> _TASK REQUIREMENTS_
a: In the passage, what does the medical team find when they recheck Ms Downey, and how does the emergency response change as a result?
b: Quote the passage word for word, starting with "The alarm was" and going on through "under her torso.".

The inquest was told that Darragh was delivered at CUMH at 4.18pm on Friday, March 22, 2019, following an uncomplicated pregnancy, and was a healthy baby boy.

Cork University Maternity Hospital. Picture: Denis Minihane.
Cork University Maternity Hospital. Picture: Denis Minihane.

While Ms Downey suffered a significant postpartum haemorrhage, she recovered and spent the weekend in a private single-bed room in CUMH’s postnatal ward.

The alarm was raised around 8am on Monday, March 25, 2019, when Ms Downey was found partially out of her bed, in a contorted position with her lower legs still on the bed, with Darragh trapped under her torso.

The inquest was told that Ms Downey’s right breast was exposed and doctors believed that she may have been breastfeeding when she suffered a sudden onset seizure.

In her statement, Prof O’Donoghue said she found Ms Downey half out of the bed, with her legs still on the bed and her upper body on the floor.

“She was in an unnatural position, with her neck twisted up and to the left, facing the door, up against the corner of the bathroom door and wall,” she said.

“Her face was very suffused and purple in colour, her neck and body were pale, and her legs were pale and white.

I quickly moved over to Ms Downey and felt her neck for a pulse. Her face was suffused and cold. Her eyes were staring, and there was blood around her mouth.”

She said she raised the alarm and several doctors and midwives rushed to the room.

They rechecked for a pulse and confirmed there was none, and they agreed that all emergency medical response should now focus on Darragh, who was recovered “cold and unresponsive” from under his mother’s body.

> _RECORD SET_
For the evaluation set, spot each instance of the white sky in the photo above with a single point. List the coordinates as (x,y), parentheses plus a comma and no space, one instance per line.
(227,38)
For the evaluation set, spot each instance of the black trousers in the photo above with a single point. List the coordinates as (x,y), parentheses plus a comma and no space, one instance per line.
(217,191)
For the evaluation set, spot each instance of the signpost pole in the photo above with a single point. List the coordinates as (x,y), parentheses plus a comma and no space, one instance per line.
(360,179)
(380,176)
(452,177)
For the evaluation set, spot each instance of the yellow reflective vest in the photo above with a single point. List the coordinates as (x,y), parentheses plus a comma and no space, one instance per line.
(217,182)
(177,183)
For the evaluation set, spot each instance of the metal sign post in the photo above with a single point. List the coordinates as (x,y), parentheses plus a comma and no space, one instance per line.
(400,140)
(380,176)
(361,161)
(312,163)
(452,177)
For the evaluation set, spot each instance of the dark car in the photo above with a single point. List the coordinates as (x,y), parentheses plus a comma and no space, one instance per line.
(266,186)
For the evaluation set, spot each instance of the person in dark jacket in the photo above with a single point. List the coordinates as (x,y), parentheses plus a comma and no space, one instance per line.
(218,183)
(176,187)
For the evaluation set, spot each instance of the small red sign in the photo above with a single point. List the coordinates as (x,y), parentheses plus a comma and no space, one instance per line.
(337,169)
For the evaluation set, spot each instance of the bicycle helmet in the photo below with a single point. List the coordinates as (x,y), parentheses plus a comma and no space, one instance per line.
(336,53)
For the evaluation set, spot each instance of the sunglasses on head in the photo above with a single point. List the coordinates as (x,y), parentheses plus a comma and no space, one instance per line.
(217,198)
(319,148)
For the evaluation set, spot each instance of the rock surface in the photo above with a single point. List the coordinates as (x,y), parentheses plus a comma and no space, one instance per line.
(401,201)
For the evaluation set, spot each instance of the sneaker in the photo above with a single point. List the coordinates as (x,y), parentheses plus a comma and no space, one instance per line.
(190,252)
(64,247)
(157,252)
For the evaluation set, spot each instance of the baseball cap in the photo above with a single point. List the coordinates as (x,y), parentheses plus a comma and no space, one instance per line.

> _EXERCISE SOLUTIONS_
a: When they recheck Ms Downey, they confirm that she has no pulse. They then agree that all emergency medical response should focus on Darragh, who was recovered "cold and unresponsive" from under his mother's body.

b:
The alarm was raised around 8am on Monday, March 25, 2019, when Ms Downey was found partially out of her bed, in a contorted position with her lower legs still on the bed, with Darragh trapped under her torso.